- [Selected text]:

RU2538227C1 - Nanostructured surfacing wire - Google Patents

Abstract

FIELD: metallurgy.

SUBSTANCE: coating in the form of electrolytically produced nanocomposite is applied onto a metal rod, including a metal matrix with nanosize particles of activating flux evenly distributed in it, containing fluoric compounds, and nanosize particles of carbide or a mixture of carbides. The coating has the following ratio of volumes of the matrix and nanosize particles, %: metal matrix 30-92, nanosize particles of activating flux 3-5, nanosize particles of carbide 5-65. Carbide or a mixture of carbides are selected from the following group: tungsten carbide, chrome carbide, molybdenum carbide, vanadium carbide, titanium carbide, niobium carbide, hafnium carbide, tantalum carbide, boron carbide, zirconium carbide.

EFFECT: wire has good welding-technological properties, provides for atomised transition of electrode metal and makes it possible to increase hardness of a wear resistant layer aimed at surface of parts working under intensive impact-abrasive wear.

2 cl, 1 dwg, 1 tbl

Description

The present invention relates primarily to mechanical engineering and can be applied when surfacing metal parts in a protective gas environment.

- [Data provided]:

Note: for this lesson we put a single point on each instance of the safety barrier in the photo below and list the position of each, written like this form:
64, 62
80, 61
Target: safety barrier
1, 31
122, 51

- [Written problem 1]: In the surfacing wire patent, rewrite the stretch from "RU2538227C1 - Nanostructured" through "carbide, zirconium carbide." with "metal rod" changed to "steel rod".
- [Written problem 2]: In the surfacing wire patent, what share of the coating's volume does the metal matrix make up?

- [Final result 1]:
RU2538227C1 - Nanostructured surfacing wire - Google Patents

Abstract

FIELD: metallurgy.

SUBSTANCE: coating in the form of electrolytically produced nanocomposite is applied onto a steel rod, including a metal matrix with nanosize particles of activating flux evenly distributed in it, containing fluoric compounds, and nanosize particles of carbide or a mixture of carbides. The coating has the following ratio of volumes of the matrix and nanosize particles, %: metal matrix 30-92, nanosize particles of activating flux 3-5, nanosize particles of carbide 5-65. Carbide or a mixture of carbides are selected from the following group: tungsten carbide, chrome carbide, molybdenum carbide, vanadium carbide, titanium carbide, niobium carbide, hafnium carbide, tantalum carbide, boron carbide, zirconium carbide.

- [Final result 2]: 30-92%